#### [Dataset records]
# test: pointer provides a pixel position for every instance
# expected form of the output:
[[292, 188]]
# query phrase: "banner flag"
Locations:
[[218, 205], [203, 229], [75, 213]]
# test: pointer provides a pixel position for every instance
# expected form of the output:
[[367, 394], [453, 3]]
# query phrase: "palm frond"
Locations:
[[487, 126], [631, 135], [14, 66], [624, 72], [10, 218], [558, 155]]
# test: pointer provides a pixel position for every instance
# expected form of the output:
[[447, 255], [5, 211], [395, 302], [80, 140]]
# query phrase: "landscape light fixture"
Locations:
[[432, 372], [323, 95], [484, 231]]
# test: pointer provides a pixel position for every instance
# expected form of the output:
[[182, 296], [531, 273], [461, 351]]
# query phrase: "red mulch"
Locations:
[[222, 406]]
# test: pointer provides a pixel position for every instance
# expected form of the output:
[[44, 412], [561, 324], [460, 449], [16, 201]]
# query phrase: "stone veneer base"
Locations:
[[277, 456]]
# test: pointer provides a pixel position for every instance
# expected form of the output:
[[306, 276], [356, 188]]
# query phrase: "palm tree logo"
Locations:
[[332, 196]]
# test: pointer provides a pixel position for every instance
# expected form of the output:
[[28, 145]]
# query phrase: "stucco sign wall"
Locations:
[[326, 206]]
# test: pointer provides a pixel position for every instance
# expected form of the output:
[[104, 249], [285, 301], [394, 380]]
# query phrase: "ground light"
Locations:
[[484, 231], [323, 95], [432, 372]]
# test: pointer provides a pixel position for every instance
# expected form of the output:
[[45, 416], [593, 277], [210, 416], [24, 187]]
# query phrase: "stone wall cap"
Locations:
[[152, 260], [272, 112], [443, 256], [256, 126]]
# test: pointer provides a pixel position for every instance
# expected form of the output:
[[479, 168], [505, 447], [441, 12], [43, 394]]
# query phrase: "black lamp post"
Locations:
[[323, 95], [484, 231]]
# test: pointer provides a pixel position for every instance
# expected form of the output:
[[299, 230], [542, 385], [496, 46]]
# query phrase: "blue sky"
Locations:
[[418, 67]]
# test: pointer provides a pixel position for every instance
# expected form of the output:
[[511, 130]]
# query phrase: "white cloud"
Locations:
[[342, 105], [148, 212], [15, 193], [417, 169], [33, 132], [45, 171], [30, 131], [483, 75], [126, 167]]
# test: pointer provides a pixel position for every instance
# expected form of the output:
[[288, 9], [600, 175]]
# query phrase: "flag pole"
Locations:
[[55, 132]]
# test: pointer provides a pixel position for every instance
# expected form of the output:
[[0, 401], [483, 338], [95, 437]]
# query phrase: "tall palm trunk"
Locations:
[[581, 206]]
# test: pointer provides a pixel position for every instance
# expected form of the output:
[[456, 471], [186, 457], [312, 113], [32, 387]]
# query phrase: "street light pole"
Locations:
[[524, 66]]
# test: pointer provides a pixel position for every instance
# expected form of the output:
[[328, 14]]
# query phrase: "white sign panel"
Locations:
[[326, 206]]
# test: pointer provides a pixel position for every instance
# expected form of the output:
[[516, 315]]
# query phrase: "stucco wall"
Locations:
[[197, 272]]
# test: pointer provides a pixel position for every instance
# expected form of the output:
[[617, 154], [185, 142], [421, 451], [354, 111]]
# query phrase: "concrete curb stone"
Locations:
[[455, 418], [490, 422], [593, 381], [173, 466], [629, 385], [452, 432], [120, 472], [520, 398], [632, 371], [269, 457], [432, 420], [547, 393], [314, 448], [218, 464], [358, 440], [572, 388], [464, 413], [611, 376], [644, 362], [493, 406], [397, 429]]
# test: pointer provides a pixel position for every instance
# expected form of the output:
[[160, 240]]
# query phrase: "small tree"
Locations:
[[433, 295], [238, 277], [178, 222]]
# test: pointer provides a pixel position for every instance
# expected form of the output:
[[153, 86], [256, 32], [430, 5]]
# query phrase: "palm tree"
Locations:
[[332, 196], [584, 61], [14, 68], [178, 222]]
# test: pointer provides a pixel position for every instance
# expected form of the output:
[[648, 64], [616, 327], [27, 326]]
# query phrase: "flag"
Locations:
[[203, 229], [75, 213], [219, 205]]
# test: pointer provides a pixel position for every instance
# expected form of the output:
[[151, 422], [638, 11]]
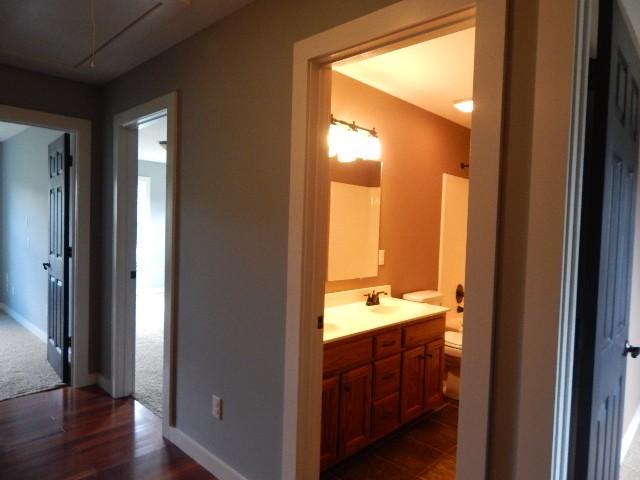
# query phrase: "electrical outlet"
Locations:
[[216, 407]]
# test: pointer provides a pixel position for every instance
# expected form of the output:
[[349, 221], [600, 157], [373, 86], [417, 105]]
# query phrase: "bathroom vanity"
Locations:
[[383, 367]]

#### [THE TASK]
Line count for the word "sign": give the number of lines in the entries above that contain it, and nothing more.

#### [TASK RESPONSE]
2